━━━ Reading passage ━━━

I emailed the guy I bought the printer from as it came with the sublimation ink, His reply was Quote: YOU CAN PURCHASE ANY ASIAN INK FOR AROUND $7 ON THE INTERNET BUT THE TROUBLE IT WILL CAUSE YOU WITH PRINTHEAD BLOCKAGE YOU DON'T WANT TO KNOW I WILL ONLY SELL YOU AN AMERICAN INK AS I KNOW WITH 180 OF THESE UNITS I HAVE SOLD ALL RUN TROUBLE FREE.
I still don't know what ink I have lol 
I'M thinking on giving up but you guys are have been so helpful
I pressed for 60sec and tried it at 90 sec ,I got the same result, The awful picture looked just as awful on the polyester
The photo's were given to me so I have no idea what camera they used, If I email someone who has sublimation ink, one of these pictures, could they print it for me and see how it turns out for you, then I would know if its my ink causing the trouble.
I'm in Australia, north of Brisbane, Yes my name says it all lol
Thanks guys


----------



## TYGERON (Apr 26, 2009)

Sublimation Color Management | Printwear

Color Management for Sublimation | Printwear


----------



## carneage (May 13, 2012)

Hey there
i have just been sent a second Dye Sub ICC profile for the T50 printer that has changed the way that i thought of the print quality
if you want it please PM me your email address and i will forward on both to see if they will help you out


----------



## hookieprinter (Nov 20, 2012)

hi carneage, did you solve your problem? i am having exactly the same issue... thank you!


----------



## carneage (May 13, 2012)

my Dye sub prints are now vibrant and full of the correct colour thanks to this ICC profile


----------



## hookieprinter (Nov 20, 2012)

what icc profile? can you send me?
my email is [email protected]

thanks a lot!!


----------



## hookieprinter (Nov 20, 2012)

carneage said:


> my Dye sub prints are now vibrant and full of the correct colour thanks to this ICC profile


Hi carneage, could you please email me this ICC profile? my email is [email protected]

Thank you very much!


----------



## carneage (May 13, 2012)

Sorry about the delay in sending you the icc i did not get your post a week ago... i have sent now to you


----------



## Tangy (Feb 11, 2013)

Photoshop is the best for adjusting colors and contrast.


----------



## carneage (May 13, 2012)

ummm if you use photoshop and have no ICC profile for your ink it will still look like ****


----------

━━━ Data entries ━━━

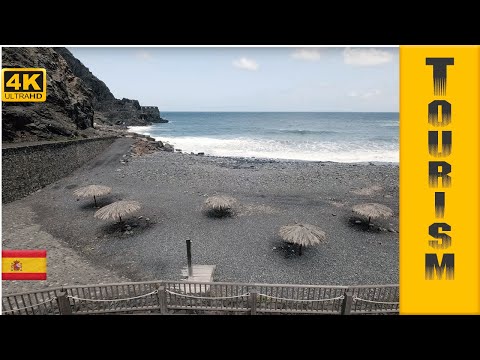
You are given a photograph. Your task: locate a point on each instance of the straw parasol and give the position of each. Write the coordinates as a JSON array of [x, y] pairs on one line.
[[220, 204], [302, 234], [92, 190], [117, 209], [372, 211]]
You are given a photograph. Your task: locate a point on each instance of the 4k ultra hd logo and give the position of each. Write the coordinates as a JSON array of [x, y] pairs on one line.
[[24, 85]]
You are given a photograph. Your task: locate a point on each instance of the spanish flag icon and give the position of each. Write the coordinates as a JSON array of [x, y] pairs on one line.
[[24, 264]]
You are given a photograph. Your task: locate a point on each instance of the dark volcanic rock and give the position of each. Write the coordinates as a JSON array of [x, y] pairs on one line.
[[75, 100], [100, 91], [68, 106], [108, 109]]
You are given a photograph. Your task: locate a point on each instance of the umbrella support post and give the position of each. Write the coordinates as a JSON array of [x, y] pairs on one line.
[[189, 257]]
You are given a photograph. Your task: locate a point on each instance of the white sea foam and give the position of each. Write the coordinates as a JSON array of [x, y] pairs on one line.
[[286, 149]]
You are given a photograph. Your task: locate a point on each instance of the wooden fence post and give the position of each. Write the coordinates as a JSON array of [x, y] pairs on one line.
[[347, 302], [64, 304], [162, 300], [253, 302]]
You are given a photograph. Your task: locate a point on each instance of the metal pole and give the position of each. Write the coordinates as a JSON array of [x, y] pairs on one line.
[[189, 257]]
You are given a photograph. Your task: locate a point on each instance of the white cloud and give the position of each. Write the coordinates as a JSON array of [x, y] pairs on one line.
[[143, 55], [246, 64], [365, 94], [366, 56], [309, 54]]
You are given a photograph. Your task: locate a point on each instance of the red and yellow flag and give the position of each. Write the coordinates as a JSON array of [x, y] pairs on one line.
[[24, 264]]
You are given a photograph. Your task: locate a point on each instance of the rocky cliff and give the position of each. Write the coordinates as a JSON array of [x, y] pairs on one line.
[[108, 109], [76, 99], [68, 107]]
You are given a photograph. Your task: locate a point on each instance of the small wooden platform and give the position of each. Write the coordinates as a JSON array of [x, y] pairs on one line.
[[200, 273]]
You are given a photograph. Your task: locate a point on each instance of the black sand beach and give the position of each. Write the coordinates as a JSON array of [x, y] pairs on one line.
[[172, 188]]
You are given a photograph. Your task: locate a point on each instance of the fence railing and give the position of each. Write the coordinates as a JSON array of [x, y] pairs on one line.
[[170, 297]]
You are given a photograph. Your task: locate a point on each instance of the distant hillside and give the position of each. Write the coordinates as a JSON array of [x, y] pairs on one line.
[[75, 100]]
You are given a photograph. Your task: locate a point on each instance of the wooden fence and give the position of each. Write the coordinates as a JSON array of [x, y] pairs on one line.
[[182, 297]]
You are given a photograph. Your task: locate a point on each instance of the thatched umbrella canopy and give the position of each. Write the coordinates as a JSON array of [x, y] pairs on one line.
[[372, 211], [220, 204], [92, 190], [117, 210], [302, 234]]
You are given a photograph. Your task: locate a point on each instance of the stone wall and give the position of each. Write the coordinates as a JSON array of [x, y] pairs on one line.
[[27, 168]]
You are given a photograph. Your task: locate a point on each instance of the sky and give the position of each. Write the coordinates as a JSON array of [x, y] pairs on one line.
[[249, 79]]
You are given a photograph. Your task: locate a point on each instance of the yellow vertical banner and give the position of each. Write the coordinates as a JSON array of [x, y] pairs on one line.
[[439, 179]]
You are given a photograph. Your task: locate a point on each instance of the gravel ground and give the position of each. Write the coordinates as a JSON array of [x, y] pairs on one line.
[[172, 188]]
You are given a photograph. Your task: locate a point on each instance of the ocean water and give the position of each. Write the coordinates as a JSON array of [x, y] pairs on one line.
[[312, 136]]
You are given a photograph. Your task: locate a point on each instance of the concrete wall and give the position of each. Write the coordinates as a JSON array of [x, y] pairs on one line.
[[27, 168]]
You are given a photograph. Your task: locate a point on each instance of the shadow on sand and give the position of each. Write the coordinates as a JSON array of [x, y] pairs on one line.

━━━
━━━ Data entries ━━━

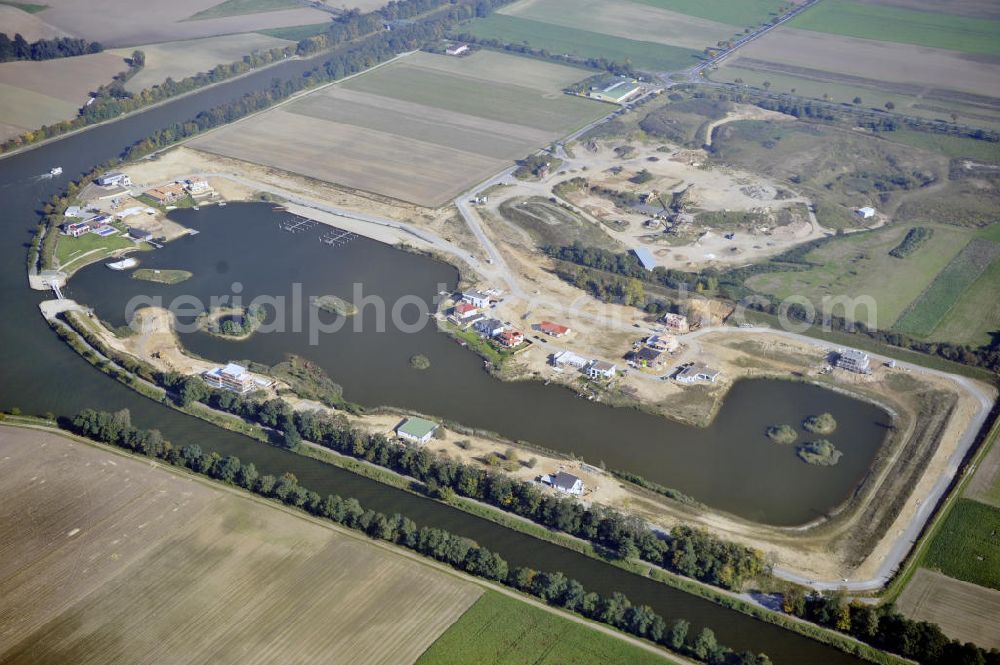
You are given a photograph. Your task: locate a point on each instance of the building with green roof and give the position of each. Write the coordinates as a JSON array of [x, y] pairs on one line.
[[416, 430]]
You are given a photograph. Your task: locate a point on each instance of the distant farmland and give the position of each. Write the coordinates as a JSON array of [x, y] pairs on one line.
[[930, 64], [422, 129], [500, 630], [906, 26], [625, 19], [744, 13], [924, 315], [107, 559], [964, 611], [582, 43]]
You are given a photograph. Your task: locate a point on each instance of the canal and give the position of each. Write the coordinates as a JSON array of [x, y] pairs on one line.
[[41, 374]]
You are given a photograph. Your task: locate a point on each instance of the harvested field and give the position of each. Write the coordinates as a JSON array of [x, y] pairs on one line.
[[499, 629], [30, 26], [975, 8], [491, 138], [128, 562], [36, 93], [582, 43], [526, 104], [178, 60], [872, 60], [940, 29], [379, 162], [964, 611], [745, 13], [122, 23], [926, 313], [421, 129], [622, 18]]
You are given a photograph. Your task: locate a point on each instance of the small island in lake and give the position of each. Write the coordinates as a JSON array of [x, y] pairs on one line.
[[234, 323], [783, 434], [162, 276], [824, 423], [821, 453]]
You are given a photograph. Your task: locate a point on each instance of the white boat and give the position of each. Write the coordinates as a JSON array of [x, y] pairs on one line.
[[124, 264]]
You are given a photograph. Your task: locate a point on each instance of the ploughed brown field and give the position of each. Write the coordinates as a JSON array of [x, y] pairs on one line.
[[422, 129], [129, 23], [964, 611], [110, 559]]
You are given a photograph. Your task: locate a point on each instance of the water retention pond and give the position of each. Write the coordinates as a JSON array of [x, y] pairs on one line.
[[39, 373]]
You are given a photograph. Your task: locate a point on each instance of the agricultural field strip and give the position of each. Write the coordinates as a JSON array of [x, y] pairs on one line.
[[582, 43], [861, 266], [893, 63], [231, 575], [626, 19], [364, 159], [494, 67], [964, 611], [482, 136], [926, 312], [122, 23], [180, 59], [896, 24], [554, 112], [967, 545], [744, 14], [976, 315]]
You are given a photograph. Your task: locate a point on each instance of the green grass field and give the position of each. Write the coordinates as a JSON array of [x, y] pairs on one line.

━━━

Your tasks.
A – Quote the passage of the sublimation forum thread from "I still don't" up to and including "causing the trouble.".
B – Print the listing from the line with "of the fence" up to and including the line with "[[312, 136]]".
The listing is unrelated to the sublimation forum thread.

Answers for this exercise.
A –
I still don't know what ink I have lol 
I'M thinking on giving up but you guys are have been so helpful
I pressed for 60sec and tried it at 90 sec ,I got the same result, The awful picture looked just as awful on the polyester
The photo's were given to me so I have no idea what camera they used, If I email someone who has sublimation ink, one of these pictures, could they print it for me and see how it turns out for you, then I would know if its my ink causing the trouble.

B –
You are given a photograph. Your task: locate a point on each instance of the fence railing and give the position of each. Write the coordinates as a JSON array of [x, y] pairs on one line.
[[170, 297]]
You are given a photograph. Your task: locate a point on each instance of the distant hillside and give the position of each. Write the coordinates as a JSON array of [x, y] pairs on one line.
[[75, 100]]
You are given a photograph. Your task: locate a point on each instance of the wooden fence and give the position of each. Write the coordinates as a JSON array of [x, y] pairs on one line.
[[182, 297]]
You are given a photograph. Your task: locate a point on each instance of the thatched umbrella canopy and give the position of each. Write the coordinates as a JSON array of [x, y] pairs on one line.
[[372, 211], [220, 204], [92, 190], [117, 210], [302, 234]]
You are given a photograph. Your task: locate a point on each instance of the stone wall and give the position of each. Write the coordinates as a JSON array of [x, y] pairs on one line.
[[27, 168]]
You are given a photograph. Your task: locate a point on each instance of the sky and give the position of each. Write the coordinates as a JSON array of [x, y] pairs on one line.
[[249, 79]]
You are given a photograph. Your task: locate a point on each instance of the yellow vertical banner and give the position of each. Write the coordinates as a JSON array of [x, y] pairs on one line.
[[439, 179]]
You are given a photograph. Your task: locate a point on each instance of the gravel ground and give the position of each. Write the coordinates as a JSON array of [x, y] pairs on one line.
[[172, 188]]
You are given a photograph. Your task: locate a point on each instance of the ocean water and give the position of each. Write the coordinates as a JSON array of [x, y] pairs on one line.
[[312, 136]]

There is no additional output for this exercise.